* Qué se espera:
Prosigue la reseña sobre La ira de Narciso a partir de su última oración, con el mismo registro y la misma voz.

* Fragmento extraído:
· · · · ·

La ficcionalización de todo lo posiblemente ficcionalizable. Aparentemente una especialidad de la casa por parte del dramaturgo Sergio Blanco quien con La Ira de Narciso convierte a Cristian Magaloni primeramente en Cristian Magaloni (uno alterno, por así decirlo) y luego en el mismo Sergio Blanco, a su vez posteriormente en el Sergio Blanco de la ficción, y finalmente en el Sergio Blanco que trasciende hasta la barrera de la vida misma, declarándose a sí mismo desde el guión como el Narciso definitivo. Y que juego más maravilloso de presenciar.
La historia empieza con Cristian Magaloni interpretándose a sí mismo, quien recibe un mail por parte de Sergio Blanco, en el que Sergio le pide interpretarlo a él dentro de una autoficción para relatar una anécdota de misterio, sexo y mitología. Y Cristian a regañadientes acepta. El monólogo a continuación, perdón, el relato, porque el mismo Blanco pide no llamarlo monólogo o unipersonal nos transporta a Liubliana, capital de Eslovenia, donde Sergio Blanco (dramaturgo, escritor y académico) ha sido convocado para dar una conferencia sobre el mito de Narciso.

· · · · ·

* Filas de datos:
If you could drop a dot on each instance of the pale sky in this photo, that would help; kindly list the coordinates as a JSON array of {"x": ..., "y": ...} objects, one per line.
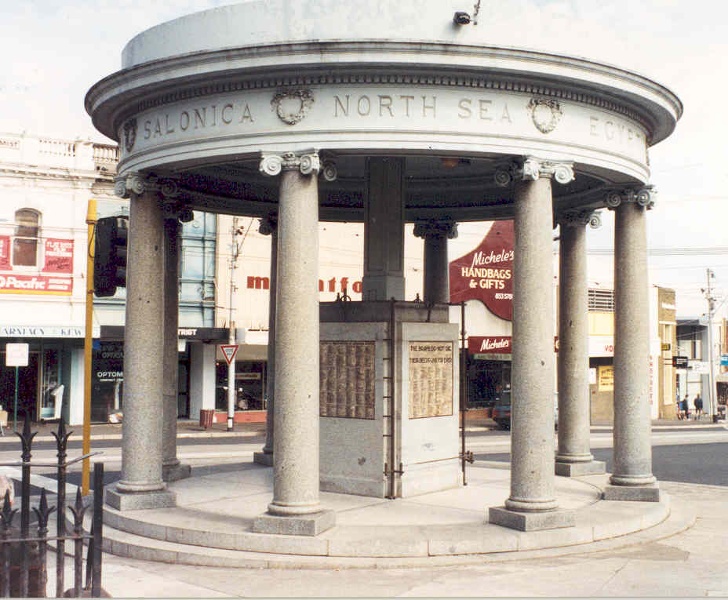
[{"x": 54, "y": 50}]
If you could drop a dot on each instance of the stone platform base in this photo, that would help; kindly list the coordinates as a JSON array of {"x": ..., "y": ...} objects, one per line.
[
  {"x": 261, "y": 458},
  {"x": 536, "y": 521},
  {"x": 139, "y": 500},
  {"x": 636, "y": 493},
  {"x": 311, "y": 525},
  {"x": 593, "y": 467},
  {"x": 176, "y": 472}
]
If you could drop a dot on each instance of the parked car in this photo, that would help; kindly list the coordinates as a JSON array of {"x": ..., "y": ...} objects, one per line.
[{"x": 502, "y": 410}]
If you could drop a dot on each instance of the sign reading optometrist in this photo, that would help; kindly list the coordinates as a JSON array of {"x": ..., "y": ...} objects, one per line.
[{"x": 486, "y": 273}]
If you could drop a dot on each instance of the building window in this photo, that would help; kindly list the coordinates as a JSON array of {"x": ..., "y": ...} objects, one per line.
[
  {"x": 25, "y": 242},
  {"x": 601, "y": 300}
]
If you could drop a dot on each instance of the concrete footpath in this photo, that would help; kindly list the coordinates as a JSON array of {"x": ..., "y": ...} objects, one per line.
[{"x": 684, "y": 555}]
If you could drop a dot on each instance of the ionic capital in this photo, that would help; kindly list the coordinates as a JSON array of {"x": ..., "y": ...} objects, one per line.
[
  {"x": 434, "y": 228},
  {"x": 644, "y": 197},
  {"x": 575, "y": 218},
  {"x": 268, "y": 224},
  {"x": 532, "y": 169},
  {"x": 141, "y": 183},
  {"x": 308, "y": 163}
]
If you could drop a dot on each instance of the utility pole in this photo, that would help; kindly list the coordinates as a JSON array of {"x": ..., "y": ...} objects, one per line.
[
  {"x": 235, "y": 249},
  {"x": 711, "y": 366}
]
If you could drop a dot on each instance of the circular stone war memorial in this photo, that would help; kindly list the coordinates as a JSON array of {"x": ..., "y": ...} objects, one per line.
[{"x": 385, "y": 113}]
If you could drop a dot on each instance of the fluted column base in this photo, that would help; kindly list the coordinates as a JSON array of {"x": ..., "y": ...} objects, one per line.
[
  {"x": 649, "y": 492},
  {"x": 580, "y": 469},
  {"x": 310, "y": 525},
  {"x": 123, "y": 500},
  {"x": 174, "y": 471},
  {"x": 531, "y": 521}
]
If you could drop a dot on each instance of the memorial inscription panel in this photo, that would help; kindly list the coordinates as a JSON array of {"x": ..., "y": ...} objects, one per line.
[
  {"x": 430, "y": 379},
  {"x": 347, "y": 379}
]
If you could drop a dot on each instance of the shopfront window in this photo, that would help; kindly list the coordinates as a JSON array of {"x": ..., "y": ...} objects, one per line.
[{"x": 52, "y": 391}]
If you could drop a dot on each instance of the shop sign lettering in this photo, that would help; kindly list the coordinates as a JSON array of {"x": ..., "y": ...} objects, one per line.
[{"x": 486, "y": 273}]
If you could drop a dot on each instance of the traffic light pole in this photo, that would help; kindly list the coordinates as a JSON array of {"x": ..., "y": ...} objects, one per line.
[
  {"x": 712, "y": 404},
  {"x": 88, "y": 346}
]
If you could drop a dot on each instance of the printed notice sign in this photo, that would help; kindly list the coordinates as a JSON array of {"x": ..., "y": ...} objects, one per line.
[
  {"x": 16, "y": 355},
  {"x": 430, "y": 379}
]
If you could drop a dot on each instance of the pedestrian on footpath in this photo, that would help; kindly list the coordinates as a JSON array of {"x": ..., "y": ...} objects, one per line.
[
  {"x": 698, "y": 404},
  {"x": 682, "y": 411}
]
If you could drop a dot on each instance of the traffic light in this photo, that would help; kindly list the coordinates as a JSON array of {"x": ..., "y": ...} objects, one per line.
[{"x": 110, "y": 249}]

· · · · ·

* Salida de tarea:
En ese instante el genial Magaloni cambia su entera forma de comportarse, caminar y hablar para transformarse en un intelectual homosexual, de una manera tan precisa y sin estereotipos forzados que uno deja de ver a Cristian para empezar a reconocer a Sergio, y comienza su viaje por Eslovenia. Uno que lo lleva a conocer a un hombre por Grindr, que pasa de ser un revolcón de una noche, a una lapa que se queda pegada a Sergio durante toda su estancia en la ciudad, y que inevitablemente termina por cambiar su destino; y a descubrir manchas de sangre en su cuarto de hotel que lo llevan a obsesionarse con el posible macabro suceso que debió haber sucedido en ese lugar y finalmente a tratar de averiguar cuál fue el crimen y quién la víctima.
La narración es enormemente entretenida. Sergio Blanco, quien a pesar de haber nacido en Uruguay rechaza su herencia latina para vivir la fantasía francesa, es un personaje absolutamente hipnótico. No por eso un héroe de libro de texto. Un hombre que sale a correr todas las mañanas, pero interrumpe su entrenamiento para tener sexo público entre los árboles del parque; y que, cuando nadie lo ve, por las noches se tira al piso para tentar la textura de la sangre en su cuarto como si de un peluche se tratara. Un absoluto Narciso, ensimismado y aburrido de la voz de sus colegas, encima de todo incapaz de concentrarse para terminar de escribir su conferencia.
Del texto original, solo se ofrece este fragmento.